TO DO
If a line below falls between the line with "Category: lawn" and the line with "Query: reflective stripe on vest", or is one of those two, output it exactly; output nothing else and no pictures.

DATASET
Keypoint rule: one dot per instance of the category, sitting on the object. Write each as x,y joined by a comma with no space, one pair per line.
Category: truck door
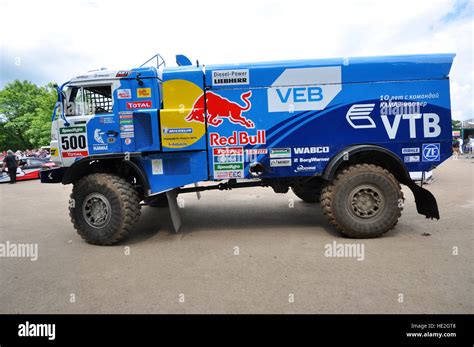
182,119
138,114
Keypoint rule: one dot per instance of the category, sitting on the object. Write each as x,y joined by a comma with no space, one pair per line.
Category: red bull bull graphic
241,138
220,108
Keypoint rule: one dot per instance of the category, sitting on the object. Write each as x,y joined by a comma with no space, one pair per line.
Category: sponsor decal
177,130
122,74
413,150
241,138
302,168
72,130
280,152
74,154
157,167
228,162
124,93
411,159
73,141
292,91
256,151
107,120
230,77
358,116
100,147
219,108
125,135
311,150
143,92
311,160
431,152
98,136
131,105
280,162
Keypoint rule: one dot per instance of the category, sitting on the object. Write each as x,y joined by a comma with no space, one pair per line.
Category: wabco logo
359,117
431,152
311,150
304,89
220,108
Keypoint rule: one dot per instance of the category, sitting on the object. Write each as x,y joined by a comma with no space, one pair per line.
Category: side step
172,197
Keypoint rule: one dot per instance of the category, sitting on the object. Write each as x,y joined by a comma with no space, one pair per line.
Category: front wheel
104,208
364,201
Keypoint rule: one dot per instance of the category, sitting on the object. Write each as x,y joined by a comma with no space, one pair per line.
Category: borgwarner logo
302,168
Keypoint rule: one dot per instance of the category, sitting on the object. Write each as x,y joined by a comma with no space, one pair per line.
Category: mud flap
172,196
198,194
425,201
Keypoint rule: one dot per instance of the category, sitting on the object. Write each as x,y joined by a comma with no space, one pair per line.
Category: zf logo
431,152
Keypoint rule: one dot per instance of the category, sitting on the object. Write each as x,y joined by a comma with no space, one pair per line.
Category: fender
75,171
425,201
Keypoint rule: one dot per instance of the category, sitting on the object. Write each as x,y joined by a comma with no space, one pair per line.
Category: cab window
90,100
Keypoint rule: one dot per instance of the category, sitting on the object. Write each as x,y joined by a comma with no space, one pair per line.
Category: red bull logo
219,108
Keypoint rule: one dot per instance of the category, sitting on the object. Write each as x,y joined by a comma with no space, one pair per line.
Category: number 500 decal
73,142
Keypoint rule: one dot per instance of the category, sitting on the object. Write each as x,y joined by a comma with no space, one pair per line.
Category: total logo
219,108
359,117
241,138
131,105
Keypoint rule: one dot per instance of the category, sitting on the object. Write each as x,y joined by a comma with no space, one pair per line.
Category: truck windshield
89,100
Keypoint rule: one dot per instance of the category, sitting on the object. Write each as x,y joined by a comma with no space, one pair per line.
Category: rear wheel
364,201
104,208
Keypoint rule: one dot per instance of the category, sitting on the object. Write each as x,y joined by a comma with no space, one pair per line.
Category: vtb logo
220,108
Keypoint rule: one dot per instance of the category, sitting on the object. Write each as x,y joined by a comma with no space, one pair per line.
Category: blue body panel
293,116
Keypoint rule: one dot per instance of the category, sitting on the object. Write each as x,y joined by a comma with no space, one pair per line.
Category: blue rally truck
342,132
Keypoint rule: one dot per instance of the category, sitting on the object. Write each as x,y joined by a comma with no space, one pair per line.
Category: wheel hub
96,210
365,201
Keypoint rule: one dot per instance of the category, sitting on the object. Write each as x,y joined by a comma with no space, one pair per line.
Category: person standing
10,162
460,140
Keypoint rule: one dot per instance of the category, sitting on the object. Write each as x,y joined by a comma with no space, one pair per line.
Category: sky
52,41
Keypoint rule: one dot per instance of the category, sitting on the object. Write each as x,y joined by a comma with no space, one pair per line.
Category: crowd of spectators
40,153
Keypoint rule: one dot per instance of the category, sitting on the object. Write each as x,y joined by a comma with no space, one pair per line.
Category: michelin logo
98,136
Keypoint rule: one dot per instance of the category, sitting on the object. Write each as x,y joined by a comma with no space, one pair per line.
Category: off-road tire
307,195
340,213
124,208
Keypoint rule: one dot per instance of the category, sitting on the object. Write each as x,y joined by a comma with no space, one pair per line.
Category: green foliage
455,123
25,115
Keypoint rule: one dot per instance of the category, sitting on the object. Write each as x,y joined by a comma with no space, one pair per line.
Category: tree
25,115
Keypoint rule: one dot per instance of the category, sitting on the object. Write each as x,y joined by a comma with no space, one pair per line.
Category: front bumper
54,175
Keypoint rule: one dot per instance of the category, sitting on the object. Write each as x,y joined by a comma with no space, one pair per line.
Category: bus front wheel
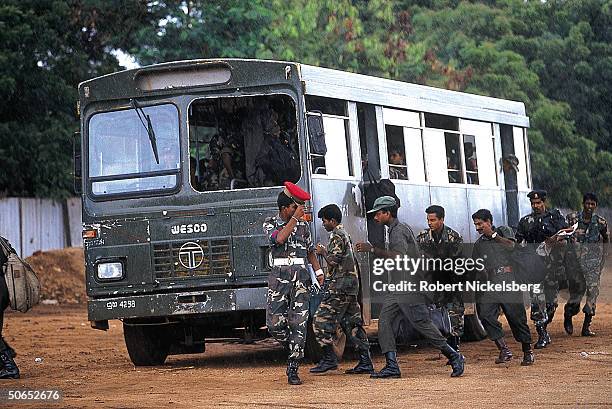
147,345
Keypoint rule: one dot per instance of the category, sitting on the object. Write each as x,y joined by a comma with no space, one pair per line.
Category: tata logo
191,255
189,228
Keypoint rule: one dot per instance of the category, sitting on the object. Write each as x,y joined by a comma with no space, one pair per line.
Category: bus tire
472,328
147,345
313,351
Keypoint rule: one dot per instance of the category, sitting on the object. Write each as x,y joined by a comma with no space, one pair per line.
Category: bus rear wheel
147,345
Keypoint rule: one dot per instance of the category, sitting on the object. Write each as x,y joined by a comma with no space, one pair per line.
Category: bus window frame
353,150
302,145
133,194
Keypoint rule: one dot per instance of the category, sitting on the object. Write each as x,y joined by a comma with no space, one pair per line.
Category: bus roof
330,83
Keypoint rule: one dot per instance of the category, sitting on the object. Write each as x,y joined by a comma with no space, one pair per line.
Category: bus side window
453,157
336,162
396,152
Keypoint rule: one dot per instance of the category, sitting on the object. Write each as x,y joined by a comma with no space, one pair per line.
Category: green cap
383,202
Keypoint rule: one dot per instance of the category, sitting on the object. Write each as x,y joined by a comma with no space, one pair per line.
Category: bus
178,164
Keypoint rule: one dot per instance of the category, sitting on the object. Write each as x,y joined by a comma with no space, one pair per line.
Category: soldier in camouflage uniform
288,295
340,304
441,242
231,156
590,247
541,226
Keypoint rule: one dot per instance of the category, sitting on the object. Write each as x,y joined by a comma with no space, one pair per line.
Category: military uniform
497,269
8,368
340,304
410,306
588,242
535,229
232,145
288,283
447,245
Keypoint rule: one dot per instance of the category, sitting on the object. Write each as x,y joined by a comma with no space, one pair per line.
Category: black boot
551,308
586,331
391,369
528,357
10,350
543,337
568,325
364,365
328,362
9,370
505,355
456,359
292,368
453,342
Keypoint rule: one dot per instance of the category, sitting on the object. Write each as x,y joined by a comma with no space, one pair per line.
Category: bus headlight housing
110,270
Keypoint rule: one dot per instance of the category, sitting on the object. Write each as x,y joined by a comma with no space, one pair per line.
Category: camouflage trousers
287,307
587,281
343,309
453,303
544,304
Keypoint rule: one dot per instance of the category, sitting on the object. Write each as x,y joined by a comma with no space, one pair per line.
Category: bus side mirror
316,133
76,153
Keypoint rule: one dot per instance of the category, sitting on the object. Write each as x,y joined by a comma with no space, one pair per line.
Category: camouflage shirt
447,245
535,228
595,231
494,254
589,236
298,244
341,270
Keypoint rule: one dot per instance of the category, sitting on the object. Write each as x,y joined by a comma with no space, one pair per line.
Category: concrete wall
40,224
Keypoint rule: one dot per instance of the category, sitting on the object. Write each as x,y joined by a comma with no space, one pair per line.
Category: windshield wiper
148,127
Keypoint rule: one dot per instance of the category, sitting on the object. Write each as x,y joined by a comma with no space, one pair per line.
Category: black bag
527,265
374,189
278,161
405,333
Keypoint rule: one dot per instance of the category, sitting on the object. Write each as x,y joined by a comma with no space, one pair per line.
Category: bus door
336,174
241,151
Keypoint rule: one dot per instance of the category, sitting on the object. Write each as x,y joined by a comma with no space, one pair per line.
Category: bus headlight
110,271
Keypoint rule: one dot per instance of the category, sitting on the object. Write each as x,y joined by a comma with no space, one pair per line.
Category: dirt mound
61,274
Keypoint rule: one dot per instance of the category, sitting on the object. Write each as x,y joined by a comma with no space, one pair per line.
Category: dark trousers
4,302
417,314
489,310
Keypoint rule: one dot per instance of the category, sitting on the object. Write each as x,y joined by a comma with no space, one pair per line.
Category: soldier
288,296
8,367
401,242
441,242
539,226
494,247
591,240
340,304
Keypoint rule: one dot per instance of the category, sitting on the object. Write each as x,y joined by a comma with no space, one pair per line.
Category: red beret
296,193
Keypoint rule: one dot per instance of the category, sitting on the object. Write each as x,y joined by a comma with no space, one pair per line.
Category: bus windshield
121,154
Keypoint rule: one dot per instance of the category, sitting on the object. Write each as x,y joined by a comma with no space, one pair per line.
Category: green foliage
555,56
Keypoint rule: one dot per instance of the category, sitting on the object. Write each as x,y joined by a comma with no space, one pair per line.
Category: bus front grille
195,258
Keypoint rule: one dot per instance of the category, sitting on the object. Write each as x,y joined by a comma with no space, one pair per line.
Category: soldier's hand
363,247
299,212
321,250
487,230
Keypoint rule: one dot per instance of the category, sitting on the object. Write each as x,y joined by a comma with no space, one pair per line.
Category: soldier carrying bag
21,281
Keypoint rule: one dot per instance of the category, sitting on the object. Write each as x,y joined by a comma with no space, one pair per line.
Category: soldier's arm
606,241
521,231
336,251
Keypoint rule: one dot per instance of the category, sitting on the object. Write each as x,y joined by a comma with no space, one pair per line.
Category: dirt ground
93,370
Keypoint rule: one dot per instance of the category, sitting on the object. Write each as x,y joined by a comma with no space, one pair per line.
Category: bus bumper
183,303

* * *

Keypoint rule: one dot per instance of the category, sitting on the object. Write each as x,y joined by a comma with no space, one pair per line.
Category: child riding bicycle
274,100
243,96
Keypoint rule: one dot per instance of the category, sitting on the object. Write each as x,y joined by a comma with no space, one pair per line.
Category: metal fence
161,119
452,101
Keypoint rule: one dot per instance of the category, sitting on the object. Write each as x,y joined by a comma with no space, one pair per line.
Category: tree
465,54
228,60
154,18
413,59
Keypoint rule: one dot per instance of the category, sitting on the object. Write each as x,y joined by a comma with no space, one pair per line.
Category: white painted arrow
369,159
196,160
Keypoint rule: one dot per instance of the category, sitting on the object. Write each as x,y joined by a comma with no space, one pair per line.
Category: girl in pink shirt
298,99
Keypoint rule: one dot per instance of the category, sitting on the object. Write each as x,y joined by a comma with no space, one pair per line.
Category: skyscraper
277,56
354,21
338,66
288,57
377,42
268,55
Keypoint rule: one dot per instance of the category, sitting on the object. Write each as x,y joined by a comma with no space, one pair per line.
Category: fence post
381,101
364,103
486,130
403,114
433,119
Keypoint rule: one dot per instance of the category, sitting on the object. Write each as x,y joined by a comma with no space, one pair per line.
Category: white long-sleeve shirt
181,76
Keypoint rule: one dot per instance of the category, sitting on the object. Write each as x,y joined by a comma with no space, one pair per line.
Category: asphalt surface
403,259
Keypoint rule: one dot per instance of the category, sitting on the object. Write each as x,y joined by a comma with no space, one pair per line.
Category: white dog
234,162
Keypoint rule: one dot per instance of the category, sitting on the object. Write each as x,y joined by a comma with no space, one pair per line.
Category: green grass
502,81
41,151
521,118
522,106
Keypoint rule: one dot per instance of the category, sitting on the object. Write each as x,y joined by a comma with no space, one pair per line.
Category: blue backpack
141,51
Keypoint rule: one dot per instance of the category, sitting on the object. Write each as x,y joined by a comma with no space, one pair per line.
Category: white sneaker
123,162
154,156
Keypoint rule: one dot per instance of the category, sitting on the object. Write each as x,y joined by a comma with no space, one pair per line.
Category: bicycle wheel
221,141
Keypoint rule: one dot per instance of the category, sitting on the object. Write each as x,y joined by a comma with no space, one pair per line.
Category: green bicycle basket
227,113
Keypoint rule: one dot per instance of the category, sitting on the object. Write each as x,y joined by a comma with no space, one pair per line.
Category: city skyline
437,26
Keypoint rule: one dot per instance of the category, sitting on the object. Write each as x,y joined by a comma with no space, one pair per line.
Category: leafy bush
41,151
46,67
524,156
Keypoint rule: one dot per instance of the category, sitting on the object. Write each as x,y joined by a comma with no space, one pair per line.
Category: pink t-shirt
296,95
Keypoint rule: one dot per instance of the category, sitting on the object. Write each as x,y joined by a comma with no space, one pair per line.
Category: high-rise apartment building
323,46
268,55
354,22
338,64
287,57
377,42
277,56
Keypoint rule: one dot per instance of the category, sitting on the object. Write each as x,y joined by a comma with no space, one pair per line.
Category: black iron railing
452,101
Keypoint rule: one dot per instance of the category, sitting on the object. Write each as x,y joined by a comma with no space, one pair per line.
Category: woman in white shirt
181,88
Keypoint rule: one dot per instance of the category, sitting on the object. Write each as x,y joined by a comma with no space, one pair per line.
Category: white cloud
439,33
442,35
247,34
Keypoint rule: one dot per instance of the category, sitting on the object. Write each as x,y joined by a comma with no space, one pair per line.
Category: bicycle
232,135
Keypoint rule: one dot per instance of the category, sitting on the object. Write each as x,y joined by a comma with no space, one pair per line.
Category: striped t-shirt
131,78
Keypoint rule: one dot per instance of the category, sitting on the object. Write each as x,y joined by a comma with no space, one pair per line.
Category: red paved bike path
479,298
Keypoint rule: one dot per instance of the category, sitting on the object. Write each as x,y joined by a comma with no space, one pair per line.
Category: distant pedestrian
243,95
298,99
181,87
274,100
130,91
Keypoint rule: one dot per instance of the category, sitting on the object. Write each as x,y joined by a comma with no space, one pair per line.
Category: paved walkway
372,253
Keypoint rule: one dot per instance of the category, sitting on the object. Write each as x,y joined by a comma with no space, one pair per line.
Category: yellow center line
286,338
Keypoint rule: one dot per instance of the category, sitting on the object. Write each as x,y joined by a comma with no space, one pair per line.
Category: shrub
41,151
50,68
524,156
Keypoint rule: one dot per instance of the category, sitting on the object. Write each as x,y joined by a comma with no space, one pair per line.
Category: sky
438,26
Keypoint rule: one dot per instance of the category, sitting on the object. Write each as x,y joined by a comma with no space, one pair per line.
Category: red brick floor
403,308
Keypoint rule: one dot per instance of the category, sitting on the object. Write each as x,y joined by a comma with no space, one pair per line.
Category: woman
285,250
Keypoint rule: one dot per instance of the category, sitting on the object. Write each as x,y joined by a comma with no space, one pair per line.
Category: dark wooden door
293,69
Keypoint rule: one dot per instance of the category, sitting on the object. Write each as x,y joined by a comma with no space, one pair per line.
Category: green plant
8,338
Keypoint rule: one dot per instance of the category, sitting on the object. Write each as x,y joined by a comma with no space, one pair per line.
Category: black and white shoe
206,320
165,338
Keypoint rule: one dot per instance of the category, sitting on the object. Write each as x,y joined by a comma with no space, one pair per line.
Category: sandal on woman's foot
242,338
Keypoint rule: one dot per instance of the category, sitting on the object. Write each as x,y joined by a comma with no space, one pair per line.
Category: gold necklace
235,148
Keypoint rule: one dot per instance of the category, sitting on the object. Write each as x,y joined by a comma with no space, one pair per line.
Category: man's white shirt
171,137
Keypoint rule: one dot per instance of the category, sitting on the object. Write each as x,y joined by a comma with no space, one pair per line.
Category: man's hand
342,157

...

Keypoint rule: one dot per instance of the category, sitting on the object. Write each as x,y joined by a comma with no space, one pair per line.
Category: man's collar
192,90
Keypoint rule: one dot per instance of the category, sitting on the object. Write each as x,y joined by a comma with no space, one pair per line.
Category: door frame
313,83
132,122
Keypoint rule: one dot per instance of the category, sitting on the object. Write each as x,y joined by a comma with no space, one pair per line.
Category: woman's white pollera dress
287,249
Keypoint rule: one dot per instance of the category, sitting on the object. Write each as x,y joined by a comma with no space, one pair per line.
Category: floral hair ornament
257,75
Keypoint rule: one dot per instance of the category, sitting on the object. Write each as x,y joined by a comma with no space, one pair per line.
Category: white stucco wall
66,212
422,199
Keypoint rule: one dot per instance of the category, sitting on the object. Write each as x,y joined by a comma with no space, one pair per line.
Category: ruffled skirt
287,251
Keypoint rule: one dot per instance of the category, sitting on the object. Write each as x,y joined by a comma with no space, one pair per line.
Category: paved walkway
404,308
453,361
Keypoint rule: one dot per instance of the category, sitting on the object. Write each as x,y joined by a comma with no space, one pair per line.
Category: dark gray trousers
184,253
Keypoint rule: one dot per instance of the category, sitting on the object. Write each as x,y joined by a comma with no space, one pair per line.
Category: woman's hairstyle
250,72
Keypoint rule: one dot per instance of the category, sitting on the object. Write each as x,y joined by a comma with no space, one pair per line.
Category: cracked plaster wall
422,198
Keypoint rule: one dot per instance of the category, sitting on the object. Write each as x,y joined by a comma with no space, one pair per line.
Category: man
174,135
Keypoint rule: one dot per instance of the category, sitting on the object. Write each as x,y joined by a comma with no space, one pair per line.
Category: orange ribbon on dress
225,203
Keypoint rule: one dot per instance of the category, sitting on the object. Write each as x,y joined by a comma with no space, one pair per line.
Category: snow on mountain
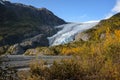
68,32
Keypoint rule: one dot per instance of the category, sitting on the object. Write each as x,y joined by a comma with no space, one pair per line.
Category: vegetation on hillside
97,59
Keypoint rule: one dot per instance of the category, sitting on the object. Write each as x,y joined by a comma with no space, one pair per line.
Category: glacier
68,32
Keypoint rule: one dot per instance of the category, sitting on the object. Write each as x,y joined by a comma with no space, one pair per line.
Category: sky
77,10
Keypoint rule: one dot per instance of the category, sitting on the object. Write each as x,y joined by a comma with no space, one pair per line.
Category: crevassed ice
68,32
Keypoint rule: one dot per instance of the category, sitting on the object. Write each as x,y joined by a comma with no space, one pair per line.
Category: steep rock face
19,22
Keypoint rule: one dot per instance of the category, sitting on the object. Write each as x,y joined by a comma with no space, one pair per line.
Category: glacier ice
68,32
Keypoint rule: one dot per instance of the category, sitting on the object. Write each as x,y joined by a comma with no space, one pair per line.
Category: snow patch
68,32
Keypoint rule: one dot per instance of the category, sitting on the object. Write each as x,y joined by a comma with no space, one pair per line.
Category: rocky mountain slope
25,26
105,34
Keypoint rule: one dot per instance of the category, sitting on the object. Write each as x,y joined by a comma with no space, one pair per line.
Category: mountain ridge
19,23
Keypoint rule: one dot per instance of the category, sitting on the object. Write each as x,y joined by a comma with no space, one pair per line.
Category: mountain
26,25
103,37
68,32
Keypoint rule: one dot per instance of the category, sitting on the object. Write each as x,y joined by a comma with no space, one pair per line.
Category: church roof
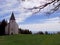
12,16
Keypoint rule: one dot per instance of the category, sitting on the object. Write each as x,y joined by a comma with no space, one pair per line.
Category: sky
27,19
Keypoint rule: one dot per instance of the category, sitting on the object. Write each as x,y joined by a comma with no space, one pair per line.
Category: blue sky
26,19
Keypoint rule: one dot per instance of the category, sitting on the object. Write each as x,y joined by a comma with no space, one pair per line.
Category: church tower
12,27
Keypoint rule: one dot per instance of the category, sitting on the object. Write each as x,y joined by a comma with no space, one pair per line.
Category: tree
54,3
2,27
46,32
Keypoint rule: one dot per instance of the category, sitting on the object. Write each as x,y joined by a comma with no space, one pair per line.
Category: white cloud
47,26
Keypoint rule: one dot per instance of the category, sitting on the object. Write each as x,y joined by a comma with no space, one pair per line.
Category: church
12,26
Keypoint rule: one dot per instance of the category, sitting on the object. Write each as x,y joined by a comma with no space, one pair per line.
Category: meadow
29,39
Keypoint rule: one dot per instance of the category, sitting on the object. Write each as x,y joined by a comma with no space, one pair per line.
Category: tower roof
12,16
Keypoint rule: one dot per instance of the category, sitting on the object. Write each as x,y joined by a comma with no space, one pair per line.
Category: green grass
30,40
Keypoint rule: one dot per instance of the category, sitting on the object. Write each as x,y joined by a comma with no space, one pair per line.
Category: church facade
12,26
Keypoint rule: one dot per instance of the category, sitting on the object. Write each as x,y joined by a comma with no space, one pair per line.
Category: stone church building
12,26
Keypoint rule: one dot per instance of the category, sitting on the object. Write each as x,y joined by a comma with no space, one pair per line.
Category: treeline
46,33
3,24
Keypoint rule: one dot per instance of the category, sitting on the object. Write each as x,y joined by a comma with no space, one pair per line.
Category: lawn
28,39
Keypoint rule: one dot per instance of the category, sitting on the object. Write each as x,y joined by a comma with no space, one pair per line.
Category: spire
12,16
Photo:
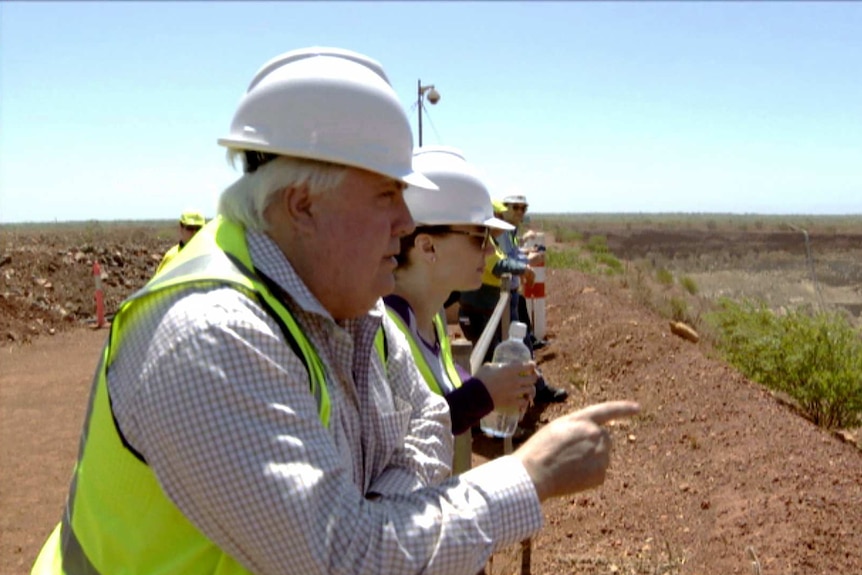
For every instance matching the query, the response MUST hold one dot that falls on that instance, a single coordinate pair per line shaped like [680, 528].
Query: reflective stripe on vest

EXERCISE SOLUTION
Category: lawn
28,39
Keypoint rule: one dot per instance of the category, sitting on the object. Write each as x,y joined by a comma with no space, one pair per line.
Category: spire
12,16
Photo:
For every instance matching the query, the response MUST hold one dot that falls on that instance, a single coordinate pair per line shaped like [680, 528].
Query: reflective stripe on vest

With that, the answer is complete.